Batley’s Nobel Prize winner Prof Robert Edwards
Oct 6 2010 by Sam Casey, Huddersfield Daily Examiner
THINK Batley and you might think textiles, sweet snacks and variety entertainment.
But now the town that’s home to Fox’s Biscuits, the Frontier Club and the shoddy trade can also claim to have given the world its very own Nobel Prize-winning scientist.
Prof Robert Edwards was awarded the 2010 prize for medicine for his work as the father of in vitro fertilisation (IVF).
He received a 10 million Swedish kronor (£940,000) prize.
His wife, Ruth Edwards, and family said in a statement: “The family are thrilled and delighted that Prof Edwards has been awarded the Nobel Prize for medicine for the development of IVF.
“The success of this research has touched the lives of millions of people worldwide and his dedication and single minded determination, despite opposition from many quarters, has led to successful application of his pioneering research.”
Mike Macnamee, chief executive of Bourn Hall, near Cambridge, the IVF clinic which Prof Edwards founded, added: “Bob Edwards is one of our greatest scientists. His inspirational work in the early ’60s led to a breakthrough that has enhanced the lives of millions of people worldwide.

* [MATERIAL SUPPLIED]
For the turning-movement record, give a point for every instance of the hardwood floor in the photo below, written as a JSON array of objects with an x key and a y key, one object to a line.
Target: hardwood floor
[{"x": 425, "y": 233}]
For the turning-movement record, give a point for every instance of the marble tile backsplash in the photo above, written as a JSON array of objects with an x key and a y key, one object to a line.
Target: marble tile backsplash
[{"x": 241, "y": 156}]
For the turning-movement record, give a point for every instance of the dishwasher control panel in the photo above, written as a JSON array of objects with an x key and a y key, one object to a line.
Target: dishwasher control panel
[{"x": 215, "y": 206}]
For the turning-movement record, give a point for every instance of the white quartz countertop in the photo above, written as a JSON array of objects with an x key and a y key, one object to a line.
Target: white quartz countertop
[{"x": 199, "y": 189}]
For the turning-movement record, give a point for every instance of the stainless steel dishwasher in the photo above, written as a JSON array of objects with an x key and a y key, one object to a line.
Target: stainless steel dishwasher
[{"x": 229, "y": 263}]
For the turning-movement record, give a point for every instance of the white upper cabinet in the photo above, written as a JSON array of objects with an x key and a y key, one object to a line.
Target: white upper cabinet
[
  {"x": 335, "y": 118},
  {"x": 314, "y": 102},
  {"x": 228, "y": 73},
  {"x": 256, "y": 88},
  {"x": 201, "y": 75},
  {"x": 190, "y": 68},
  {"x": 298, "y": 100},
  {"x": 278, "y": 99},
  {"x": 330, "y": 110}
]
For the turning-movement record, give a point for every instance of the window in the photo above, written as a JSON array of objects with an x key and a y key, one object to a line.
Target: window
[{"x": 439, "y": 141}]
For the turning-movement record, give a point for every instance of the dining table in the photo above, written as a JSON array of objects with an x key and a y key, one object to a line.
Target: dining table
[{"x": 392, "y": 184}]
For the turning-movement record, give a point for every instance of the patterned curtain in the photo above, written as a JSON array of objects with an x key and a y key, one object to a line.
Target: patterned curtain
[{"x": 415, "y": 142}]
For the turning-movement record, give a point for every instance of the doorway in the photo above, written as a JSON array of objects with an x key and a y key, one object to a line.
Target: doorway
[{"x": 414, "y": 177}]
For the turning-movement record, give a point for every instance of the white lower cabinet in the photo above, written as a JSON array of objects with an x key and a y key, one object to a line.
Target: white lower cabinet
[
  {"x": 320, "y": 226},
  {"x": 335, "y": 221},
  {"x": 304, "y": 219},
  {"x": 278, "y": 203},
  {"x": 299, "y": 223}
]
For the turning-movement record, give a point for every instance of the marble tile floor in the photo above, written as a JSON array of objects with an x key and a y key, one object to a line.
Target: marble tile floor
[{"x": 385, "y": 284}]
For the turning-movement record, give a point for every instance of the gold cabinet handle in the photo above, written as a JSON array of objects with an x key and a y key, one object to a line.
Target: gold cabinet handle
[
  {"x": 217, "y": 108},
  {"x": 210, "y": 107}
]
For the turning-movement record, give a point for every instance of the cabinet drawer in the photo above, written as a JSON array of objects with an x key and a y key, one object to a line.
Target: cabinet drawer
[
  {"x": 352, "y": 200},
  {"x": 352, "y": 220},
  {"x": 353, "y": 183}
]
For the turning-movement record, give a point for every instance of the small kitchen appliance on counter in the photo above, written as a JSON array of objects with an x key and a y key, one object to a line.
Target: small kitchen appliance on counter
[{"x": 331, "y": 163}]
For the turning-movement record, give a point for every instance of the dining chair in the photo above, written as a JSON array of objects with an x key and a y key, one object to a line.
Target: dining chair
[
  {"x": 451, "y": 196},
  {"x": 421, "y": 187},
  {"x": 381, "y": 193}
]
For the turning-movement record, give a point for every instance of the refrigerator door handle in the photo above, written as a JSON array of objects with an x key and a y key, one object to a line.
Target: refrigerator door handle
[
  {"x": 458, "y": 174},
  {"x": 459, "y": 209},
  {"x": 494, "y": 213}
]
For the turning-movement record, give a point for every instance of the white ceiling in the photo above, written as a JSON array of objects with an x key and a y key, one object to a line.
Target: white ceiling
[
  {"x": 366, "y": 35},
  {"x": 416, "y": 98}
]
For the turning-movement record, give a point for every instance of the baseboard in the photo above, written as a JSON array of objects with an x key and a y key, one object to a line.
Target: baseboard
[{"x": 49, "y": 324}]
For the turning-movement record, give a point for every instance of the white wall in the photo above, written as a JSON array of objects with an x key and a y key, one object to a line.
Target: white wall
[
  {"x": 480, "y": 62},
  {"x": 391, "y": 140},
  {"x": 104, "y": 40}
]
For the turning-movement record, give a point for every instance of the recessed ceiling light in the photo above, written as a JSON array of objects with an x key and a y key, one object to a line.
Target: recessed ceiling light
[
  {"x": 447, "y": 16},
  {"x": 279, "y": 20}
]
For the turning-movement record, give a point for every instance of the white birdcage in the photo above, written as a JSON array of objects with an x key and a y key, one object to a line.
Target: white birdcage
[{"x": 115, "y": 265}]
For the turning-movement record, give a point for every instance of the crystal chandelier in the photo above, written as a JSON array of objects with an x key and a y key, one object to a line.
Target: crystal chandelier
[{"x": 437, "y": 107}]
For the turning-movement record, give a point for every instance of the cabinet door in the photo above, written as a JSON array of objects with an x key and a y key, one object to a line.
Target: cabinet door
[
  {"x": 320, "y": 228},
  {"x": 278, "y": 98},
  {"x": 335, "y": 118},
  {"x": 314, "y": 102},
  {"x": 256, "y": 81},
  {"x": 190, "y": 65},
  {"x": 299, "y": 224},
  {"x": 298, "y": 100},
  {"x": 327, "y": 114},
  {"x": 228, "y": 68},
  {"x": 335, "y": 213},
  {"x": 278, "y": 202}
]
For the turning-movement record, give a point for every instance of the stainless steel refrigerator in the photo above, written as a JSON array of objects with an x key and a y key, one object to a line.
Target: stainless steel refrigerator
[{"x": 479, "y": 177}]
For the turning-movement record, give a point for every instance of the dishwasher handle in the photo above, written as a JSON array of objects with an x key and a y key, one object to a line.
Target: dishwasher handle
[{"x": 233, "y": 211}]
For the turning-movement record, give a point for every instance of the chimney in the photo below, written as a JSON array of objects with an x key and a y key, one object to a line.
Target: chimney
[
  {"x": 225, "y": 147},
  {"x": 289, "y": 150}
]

* [EXERCISE] Can you quote the article about Batley's Nobel Prize winner word for word, starting at "Mike Macnamee, chief" and ending at "of people worldwide."?

* [RESPONSE TO THIS TASK]
Mike Macnamee, chief executive of Bourn Hall, near Cambridge, the IVF clinic which Prof Edwards founded, added: “Bob Edwards is one of our greatest scientists. His inspirational work in the early ’60s led to a breakthrough that has enhanced the lives of millions of people worldwide.